WHAT IS REQUIRED:
Print the blog post on growth hormone deficiency in full, word for word, with nothing changed.

TEXT UNDER STUDY:

☆ ☆ ☆ ☆ ☆

Wednesday, April 15, 2009

Growth Hormone Deficiency, Part 1


The real reason I decided to start a blog is because of this little girl who is no longer a little girl at all. This picture was taken in the Spring of 2000. Right after her well child visit with her pediatrician - her great pediatrician - Dr. Booher. She was all kinds of cute. She was three years old and T.I.N.Y. Not that we were alarmed, though, she doesn't come from a tall family. You can't expect mountains out of mole hills, the apple doesn't fall far from the tree, and all that. Luckily we had a doctor who didn't write her smallness off quite so quickly. When she went for her three year old well visit he asked us to come back in six months instead of one year to do a followup on her growth. When we came back after this six months she had barely grown any. Most kids grow several inches a year and she was measuring in at less than 1/2 an inch in a year.

☆ ☆ ☆ ☆ ☆

Segmentation mask data
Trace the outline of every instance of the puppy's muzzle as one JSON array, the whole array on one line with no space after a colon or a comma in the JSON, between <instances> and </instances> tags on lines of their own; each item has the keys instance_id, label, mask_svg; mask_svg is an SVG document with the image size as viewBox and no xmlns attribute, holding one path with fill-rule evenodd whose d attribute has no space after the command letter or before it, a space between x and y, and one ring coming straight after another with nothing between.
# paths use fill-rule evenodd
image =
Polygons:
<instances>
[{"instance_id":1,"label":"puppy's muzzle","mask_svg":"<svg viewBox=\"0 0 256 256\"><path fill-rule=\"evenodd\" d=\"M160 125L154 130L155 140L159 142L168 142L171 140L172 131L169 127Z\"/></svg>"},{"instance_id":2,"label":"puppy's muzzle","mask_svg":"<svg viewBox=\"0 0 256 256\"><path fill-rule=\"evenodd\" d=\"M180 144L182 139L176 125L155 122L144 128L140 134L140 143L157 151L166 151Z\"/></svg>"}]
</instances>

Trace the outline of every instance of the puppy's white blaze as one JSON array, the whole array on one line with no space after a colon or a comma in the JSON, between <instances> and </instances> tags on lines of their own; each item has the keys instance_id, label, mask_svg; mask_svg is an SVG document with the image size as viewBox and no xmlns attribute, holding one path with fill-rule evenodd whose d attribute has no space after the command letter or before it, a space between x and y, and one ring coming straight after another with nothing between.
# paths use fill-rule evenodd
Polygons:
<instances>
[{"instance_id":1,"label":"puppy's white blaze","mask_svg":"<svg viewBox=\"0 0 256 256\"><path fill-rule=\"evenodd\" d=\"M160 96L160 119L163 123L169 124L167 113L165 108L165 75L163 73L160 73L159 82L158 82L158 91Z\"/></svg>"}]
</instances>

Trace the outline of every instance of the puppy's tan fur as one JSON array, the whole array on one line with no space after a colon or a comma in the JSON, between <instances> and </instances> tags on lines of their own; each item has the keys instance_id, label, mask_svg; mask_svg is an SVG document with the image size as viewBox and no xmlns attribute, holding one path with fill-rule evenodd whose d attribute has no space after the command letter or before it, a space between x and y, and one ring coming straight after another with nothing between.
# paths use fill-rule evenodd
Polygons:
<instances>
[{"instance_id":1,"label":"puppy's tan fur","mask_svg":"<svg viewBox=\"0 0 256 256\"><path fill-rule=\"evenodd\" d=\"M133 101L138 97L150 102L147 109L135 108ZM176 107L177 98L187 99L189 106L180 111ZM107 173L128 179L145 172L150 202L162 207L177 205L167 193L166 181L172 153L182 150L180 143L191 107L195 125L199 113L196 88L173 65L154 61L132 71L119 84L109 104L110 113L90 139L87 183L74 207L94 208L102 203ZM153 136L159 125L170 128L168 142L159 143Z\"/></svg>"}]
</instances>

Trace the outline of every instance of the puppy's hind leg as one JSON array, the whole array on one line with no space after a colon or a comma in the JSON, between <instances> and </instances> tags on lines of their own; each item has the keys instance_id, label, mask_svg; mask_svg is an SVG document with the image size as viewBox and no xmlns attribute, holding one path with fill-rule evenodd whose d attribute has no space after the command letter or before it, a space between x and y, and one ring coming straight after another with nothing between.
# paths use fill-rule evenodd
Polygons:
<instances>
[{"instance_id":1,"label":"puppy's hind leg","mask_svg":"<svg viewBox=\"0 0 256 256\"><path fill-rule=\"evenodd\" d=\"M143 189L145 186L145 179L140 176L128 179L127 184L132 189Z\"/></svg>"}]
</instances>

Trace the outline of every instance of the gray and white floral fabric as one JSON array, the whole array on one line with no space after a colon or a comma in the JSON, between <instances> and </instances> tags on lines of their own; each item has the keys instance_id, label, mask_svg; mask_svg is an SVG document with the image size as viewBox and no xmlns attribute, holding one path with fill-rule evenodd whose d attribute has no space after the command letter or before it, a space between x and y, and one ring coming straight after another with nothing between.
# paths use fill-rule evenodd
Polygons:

☆ ☆ ☆ ☆ ☆

ANSWER TO THE PROBLEM:
Wednesday, April 15, 2009

Growth Hormone Deficiency, Part 1


The real reason I decided to start a blog is because of this little girl who is no longer a little girl at all. This picture was taken in the Spring of 2000. Right after her well child visit with her pediatrician - her great pediatrician - Dr. Booher. She was all kinds of cute. She was three years old and T.I.N.Y. Not that we were alarmed, though, she doesn't come from a tall family. You can't expect mountains out of mole hills, the apple doesn't fall far from the tree, and all that. Luckily we had a doctor who didn't write her smallness off quite so quickly. When she went for her three year old well visit he asked us to come back in six months instead of one year to do a followup on her growth. When we came back after this six months she had barely grown any. Most kids grow several inches a year and she was measuring in at less than 1/2 an inch in a year.